• [YOUR OBJECTIVE]:
Would you please retype, exactly, the lines of the listing below between the line with "Target: goal net" and the line with "the player's bare", inclusive?

• [WORKING DATA]:
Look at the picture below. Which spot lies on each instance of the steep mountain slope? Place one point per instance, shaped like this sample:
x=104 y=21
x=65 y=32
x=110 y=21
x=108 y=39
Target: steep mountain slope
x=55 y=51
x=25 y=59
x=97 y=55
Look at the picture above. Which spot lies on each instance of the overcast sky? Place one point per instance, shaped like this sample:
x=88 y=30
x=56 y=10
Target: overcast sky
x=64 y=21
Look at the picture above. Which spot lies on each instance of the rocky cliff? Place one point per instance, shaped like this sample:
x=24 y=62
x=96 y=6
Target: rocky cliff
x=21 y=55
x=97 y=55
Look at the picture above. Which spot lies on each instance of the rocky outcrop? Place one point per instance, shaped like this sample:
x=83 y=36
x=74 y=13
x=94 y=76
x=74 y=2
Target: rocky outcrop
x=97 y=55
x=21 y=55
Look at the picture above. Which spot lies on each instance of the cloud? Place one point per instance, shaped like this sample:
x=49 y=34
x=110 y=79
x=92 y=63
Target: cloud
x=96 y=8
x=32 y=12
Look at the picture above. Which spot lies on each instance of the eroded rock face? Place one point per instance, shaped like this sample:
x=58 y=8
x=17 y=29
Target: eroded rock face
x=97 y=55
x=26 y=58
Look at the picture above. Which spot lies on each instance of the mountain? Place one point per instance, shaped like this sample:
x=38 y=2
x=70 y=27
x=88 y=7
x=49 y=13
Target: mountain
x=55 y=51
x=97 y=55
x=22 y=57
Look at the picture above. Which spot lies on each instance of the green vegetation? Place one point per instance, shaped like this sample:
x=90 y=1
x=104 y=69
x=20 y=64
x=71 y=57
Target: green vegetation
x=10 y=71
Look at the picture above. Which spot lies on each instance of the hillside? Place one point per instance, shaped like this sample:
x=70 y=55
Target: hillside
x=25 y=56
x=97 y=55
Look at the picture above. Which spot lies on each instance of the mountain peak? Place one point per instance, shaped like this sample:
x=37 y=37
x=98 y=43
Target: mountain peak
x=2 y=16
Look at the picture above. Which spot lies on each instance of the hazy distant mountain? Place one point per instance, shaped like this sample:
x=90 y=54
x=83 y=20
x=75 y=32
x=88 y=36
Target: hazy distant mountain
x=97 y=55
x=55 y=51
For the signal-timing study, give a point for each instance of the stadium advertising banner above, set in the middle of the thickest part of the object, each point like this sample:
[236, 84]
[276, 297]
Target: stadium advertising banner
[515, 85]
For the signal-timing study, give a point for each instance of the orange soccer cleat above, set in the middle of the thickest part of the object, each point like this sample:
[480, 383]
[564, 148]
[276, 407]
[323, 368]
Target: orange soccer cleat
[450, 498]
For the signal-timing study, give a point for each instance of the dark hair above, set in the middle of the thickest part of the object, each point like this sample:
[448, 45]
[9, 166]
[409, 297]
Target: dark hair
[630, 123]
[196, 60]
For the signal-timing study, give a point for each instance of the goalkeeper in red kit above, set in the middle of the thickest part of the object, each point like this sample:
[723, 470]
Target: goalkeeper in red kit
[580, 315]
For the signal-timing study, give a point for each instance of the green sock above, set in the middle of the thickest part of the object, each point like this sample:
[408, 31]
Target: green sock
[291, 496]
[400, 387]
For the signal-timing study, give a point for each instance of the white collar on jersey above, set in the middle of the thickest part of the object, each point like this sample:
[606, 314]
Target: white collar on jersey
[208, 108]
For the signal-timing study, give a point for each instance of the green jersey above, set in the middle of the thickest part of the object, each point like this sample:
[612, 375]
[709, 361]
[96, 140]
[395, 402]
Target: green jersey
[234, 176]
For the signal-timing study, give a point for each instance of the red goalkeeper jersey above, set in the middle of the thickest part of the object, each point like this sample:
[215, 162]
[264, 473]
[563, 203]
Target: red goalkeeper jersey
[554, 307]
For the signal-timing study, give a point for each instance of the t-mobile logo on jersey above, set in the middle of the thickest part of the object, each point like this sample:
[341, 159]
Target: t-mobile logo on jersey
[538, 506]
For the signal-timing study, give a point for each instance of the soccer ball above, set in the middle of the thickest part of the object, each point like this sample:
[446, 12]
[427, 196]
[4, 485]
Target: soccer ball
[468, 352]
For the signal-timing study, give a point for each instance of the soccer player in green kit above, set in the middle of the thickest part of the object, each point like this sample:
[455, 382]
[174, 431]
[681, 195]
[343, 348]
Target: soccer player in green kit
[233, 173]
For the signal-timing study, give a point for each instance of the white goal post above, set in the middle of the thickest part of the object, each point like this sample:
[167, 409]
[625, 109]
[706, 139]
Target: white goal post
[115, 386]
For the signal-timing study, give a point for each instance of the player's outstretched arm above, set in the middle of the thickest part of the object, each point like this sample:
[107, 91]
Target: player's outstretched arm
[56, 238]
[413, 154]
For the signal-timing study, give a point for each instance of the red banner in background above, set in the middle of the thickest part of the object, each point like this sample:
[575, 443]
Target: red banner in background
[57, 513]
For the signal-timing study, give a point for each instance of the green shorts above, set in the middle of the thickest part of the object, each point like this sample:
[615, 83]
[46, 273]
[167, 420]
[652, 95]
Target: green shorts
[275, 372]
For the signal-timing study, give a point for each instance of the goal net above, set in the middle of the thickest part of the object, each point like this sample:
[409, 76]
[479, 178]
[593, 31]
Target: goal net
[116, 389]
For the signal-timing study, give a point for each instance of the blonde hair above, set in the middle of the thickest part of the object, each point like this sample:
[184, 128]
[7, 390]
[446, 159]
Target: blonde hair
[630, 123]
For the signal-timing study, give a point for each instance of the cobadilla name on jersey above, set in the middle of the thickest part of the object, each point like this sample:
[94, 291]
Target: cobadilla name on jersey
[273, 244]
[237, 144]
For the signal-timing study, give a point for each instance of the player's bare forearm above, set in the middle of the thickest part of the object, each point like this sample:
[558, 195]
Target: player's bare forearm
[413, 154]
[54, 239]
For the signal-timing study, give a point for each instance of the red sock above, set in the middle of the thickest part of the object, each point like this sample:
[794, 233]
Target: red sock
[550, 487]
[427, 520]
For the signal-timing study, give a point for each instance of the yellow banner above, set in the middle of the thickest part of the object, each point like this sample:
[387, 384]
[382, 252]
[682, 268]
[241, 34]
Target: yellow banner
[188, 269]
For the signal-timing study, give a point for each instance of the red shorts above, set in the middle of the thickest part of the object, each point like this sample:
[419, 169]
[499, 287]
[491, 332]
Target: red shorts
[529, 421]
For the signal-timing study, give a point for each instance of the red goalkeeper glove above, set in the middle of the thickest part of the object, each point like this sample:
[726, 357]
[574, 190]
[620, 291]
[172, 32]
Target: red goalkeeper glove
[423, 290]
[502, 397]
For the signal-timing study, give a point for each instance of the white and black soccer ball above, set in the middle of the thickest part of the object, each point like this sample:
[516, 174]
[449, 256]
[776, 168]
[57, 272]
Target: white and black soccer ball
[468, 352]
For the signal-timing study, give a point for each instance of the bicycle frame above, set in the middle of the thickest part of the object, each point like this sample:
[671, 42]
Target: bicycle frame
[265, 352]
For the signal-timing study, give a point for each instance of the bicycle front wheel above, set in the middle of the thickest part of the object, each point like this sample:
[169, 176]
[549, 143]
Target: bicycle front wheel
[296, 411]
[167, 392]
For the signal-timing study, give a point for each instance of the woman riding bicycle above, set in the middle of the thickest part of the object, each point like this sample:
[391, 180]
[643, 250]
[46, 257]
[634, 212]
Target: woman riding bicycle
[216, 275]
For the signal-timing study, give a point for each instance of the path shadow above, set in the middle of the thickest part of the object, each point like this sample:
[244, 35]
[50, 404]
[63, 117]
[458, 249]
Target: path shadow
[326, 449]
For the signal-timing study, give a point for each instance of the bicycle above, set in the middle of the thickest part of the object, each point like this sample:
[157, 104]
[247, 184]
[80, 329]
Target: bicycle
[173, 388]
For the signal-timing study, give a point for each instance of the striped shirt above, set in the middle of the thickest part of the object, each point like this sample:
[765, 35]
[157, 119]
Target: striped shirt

• [SOLUTION FOR THIS PROBLEM]:
Target: goal net
[116, 389]
For the signal-timing study, give a point for each instance of the blonde hair above, set in the middle of the thickest part of the object, each point like this sample:
[184, 128]
[7, 390]
[446, 159]
Target: blonde hair
[630, 123]
For the signal-timing study, give a point for each instance of the cobadilla name on jersey above, set in the middle of the thickest part of the object, each point like this sample:
[94, 291]
Target: cobadilla name on jersey
[273, 244]
[237, 144]
For the signal-timing study, give a point for each instance of the player's bare forearm above, set in the middle of the thickest part of the object, each point like this sample:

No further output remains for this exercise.